**Tugas 1**
Ketik ulang bagian dokumen sumber mulai dari "Keputusan Raja Malaysia, memperkuat" sampai dengan "pemilihan lebih awal." tanpa mengubah apa pun.
**Tugas 2**
Menurut dokumen sumber, hingga kapan keadaan darurat di Malaysia bisa berlangsung?

**Dokumen Sumber**

Kantor Berita Nasional Inggris, Reuters.com, Selasa, 12 Januari 2021, dengan judul: “Malaysia’s king declares state of emergency to curb spread of Covid-19”, melaporkan
Raja Malaysia mengumumkan keadaan darurat nasional pada hari Selasa, 12 Januari 2021, untuk mengekang penyebaran Corona Virus Disease-19 (Covid-19).
Keputusan Raja Malaysia, memperkuat posisi kekuasaan Perdana Menteri Muhyiddin Yassin, dan mencegah segala upaya lawan untuk memaksa pemilihan lebih awal.
Dalam pidato yang disiarkan televisi pada hari Selasa, 12 Januari 2021, menurut kantor Berita Nasional Inggris, Reuters.com, Muhyiddin mengatakan parlemen akan ditangguhkan untuk jangka waktu yang ditentukan dan bahwa pemilihan tidak akan diadakan di negara Asia Tenggara itu selama keadaan darurat, yang bisa berlangsung hingga 1 Agustus 2021.

**Data yang Diberikan**
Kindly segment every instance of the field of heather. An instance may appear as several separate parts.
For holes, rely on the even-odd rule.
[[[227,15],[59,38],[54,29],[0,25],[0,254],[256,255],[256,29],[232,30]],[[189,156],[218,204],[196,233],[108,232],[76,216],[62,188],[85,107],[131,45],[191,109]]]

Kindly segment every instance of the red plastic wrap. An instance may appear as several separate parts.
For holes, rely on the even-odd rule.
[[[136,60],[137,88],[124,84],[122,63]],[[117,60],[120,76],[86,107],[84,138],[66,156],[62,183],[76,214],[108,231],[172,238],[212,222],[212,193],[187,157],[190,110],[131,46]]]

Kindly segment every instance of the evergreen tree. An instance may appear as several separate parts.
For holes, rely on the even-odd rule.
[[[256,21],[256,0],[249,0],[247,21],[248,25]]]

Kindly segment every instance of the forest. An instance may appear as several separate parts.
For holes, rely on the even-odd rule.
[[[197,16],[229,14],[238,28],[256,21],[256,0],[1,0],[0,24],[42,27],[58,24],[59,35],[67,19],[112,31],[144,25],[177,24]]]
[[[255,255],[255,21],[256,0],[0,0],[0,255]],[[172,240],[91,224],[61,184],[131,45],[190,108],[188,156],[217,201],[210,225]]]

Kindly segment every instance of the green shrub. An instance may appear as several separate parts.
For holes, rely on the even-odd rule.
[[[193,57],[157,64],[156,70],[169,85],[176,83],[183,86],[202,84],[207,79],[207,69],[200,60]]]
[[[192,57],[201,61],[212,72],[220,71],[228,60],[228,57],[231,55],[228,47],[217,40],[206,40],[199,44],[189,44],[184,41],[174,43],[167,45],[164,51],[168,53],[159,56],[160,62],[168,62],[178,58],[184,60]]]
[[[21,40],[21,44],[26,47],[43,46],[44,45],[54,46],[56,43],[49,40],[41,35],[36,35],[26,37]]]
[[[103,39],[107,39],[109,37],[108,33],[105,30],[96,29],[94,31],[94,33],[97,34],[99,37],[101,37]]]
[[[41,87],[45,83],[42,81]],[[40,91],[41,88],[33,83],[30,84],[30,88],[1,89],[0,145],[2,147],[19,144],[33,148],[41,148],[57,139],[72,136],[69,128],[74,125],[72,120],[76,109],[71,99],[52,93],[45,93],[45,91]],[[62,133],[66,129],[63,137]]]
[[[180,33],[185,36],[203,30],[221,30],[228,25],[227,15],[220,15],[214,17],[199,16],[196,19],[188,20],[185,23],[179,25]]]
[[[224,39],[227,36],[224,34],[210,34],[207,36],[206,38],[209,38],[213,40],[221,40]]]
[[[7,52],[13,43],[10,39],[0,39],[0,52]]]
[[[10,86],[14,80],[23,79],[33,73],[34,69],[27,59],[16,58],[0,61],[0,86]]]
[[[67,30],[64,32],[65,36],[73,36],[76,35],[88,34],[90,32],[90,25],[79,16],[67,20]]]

**Jawaban Latihan 1**
Keputusan Raja Malaysia, memperkuat posisi kekuasaan Perdana Menteri Muhyiddin Yassin, dan mencegah segala upaya lawan untuk memaksa pemilihan lebih awal.

**Jawaban Latihan 2**
Keadaan darurat itu bisa berlangsung hingga 1 Agustus 2021.